To be done:
1. Copy the passage from the article about the friend's first marriage, starting at "I visited her" and ending at "the wet clothes.".
2. In the article about the friend's first marriage, why does she take on side jobs?

Passage to read:
———

He Thought She Was a Bad Mother and a Bad Wife
A friend of mine, a mother of three, recently got remarried. How she managed it is a mystery to me. It’s not that mothers of many children can’t find husbands; they do, if they’re loved. It’s just that, from what I remember of her first marriage, she was always “the worst mother and the worst wife.”
I visited her a few times during her “previous” life. She was always tired, overwhelmed, and scatterbrained. The porridge would burn, the youngest would wander around with wet clothes, and she’d be juggling between him, the middle child’s homework, and the stove, unable to change the wet clothes.
She still had to make dinner before her husband came home from work. She needed to tidy up because he liked things tidy. She’d snatch up toys, stuffing them in boxes, only for the little one to scatter them again. Meanwhile, she’d be online, sending emails—taking on side jobs because her husband’s paycheck wasn’t enough. It was a relentless cycle of dreary chaos.
Her husband would come home, take in the mess, and casually comment, “Give the cat some water, do something useful…,” half-jokingly. But those words stuck with me. My friend would drop everything, with a sheepish smile, and pour water into the cat’s bowl, as if it was the only worthwhile thing she’d done all day.
I made a foolish suggestion, trying to lighten the mood. Half-joking, I said we should ditch the cats and the unfinished dinner, gather the kids, put on some makeup (for her), and head out to a café. “I’ll bring my own kids too.”
“She’s too old for makeup,” her husband quipped, jokingly. I looked at this woman, horrified to realize she was actually younger than me. If she was old, then what was I?
She apologized, saying they preferred home-cooked meals, and started setting the table for her waiting husband. The children kept scattering toys, and with some “third” hand, she’d gather them up again because he liked things orderly. Her phone chimed—probably a work email.
“Stop wasting time on the internet all day,” her husband said. I said my goodbyes and left.
“I’m My Own Worst Enemy”
No, she never complained to anyone. Never! Even when asked, everything was fine with her. The grayer and greener she appeared, the more confidently she’d claim, “Everything’s fine,” hiding her lifeless eyes.

———

[Excerpts of bounding box data]
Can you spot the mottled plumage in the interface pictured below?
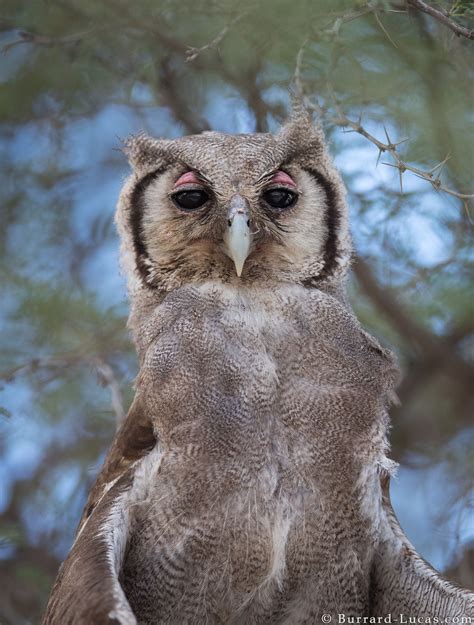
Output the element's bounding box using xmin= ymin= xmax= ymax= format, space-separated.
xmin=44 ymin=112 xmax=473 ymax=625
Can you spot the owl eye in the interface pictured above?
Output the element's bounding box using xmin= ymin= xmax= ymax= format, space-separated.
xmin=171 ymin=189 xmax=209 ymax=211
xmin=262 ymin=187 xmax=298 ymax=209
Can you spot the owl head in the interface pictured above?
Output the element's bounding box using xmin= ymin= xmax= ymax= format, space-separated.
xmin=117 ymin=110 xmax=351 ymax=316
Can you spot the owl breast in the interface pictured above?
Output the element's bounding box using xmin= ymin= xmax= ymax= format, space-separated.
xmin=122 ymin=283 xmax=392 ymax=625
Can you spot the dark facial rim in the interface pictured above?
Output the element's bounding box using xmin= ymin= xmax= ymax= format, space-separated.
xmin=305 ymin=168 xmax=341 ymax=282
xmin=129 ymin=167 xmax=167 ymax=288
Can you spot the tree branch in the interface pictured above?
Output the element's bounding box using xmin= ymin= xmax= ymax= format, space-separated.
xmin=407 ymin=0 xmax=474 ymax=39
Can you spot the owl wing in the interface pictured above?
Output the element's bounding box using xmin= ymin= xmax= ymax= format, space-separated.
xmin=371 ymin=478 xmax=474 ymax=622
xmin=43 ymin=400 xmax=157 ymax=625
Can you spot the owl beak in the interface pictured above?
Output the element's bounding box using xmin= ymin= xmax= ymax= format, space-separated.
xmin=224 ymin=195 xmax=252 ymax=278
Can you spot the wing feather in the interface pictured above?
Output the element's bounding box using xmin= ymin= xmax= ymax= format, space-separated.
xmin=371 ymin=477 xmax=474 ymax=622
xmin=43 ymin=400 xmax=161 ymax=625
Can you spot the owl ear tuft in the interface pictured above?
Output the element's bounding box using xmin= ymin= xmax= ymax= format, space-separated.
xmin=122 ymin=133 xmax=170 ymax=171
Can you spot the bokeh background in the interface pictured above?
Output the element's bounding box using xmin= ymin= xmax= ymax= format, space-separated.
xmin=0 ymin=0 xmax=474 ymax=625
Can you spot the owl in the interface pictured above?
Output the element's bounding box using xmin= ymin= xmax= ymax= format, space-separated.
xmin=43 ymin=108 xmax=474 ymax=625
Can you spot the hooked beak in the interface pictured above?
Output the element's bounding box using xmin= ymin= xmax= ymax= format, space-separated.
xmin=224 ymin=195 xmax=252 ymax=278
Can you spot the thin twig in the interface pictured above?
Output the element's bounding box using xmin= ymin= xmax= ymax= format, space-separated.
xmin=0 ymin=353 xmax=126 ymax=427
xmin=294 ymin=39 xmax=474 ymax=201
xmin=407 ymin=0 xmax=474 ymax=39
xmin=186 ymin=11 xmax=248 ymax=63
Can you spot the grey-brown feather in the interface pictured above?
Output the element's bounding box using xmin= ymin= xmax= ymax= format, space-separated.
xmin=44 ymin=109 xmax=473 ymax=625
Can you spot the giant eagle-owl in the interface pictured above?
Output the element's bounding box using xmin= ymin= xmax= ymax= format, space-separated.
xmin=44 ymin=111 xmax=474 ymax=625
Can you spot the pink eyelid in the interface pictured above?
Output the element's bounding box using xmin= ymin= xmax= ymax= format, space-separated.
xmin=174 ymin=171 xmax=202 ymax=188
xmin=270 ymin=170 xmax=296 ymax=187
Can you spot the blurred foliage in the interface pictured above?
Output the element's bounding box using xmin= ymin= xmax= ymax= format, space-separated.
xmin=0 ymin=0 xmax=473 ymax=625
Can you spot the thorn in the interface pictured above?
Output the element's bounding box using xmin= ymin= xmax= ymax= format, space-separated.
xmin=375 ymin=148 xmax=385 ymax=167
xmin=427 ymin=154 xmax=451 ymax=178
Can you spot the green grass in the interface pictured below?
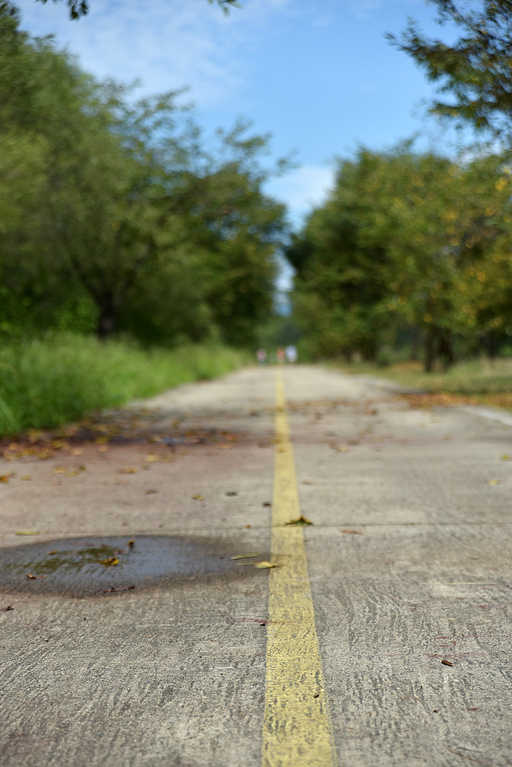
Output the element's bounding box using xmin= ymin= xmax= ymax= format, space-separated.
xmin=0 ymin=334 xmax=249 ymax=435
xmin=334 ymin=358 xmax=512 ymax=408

———

Set of answers:
1.
I visited her a few times during her “previous” life. She was always tired, overwhelmed, and scatterbrained. The porridge would burn, the youngest would wander around with wet clothes, and she’d be juggling between him, the middle child’s homework, and the stove, unable to change the wet clothes.

2. She takes on side jobs because her husband's paycheck isn't enough.